**The task**:
Turn the material from the line with "target: **small brick chimney**" through the line with "task: segment each instance of the **small" into a numbered list, skipping any blank lines. Include only those lines.

**Data for this task**:
## Begin

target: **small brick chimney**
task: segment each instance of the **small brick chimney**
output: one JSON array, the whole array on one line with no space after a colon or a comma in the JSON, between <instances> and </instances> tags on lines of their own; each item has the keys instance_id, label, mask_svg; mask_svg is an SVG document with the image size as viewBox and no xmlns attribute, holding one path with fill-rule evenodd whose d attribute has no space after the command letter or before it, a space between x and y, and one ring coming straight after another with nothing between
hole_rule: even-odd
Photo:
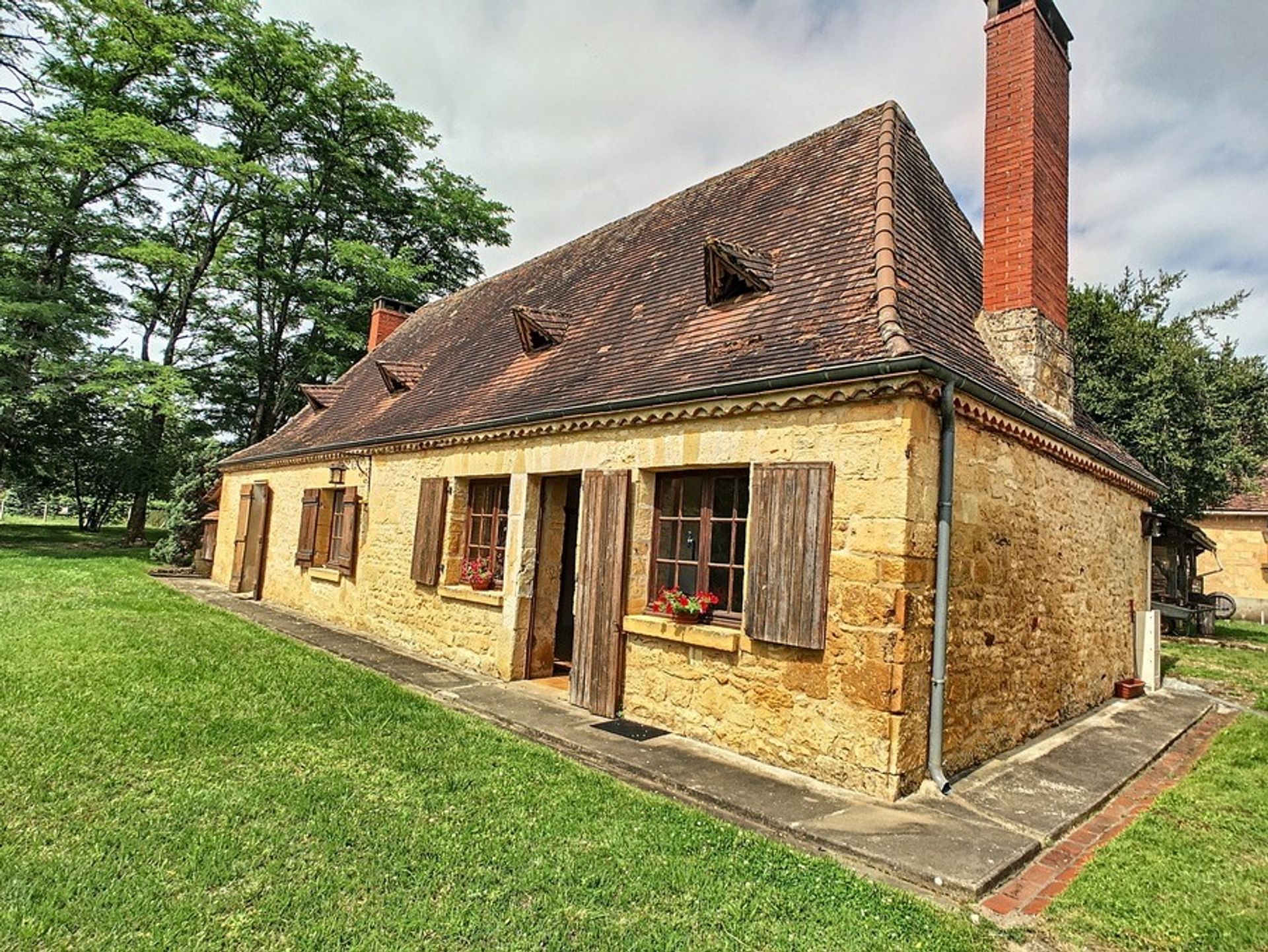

## End
## Begin

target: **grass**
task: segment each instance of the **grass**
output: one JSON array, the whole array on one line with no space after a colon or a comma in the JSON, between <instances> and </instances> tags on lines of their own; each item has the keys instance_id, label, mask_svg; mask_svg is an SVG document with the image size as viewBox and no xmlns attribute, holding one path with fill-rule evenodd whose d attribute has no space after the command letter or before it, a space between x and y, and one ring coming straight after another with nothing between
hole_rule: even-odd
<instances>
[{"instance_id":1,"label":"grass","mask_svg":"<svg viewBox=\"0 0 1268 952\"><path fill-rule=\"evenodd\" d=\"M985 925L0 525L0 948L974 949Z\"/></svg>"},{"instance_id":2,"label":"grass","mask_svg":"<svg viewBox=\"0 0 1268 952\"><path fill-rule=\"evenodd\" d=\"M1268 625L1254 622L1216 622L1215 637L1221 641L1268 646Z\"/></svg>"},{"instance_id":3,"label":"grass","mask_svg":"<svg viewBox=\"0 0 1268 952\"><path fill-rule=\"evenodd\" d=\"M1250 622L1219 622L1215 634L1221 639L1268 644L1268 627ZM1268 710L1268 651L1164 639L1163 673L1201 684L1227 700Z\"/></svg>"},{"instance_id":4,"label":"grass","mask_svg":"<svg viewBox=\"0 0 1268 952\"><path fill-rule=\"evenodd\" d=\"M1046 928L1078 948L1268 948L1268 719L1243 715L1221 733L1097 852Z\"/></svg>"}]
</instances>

## End

**Worked answer**:
1. target: **small brick chimney**
2. task: segment each instance of the **small brick chimney**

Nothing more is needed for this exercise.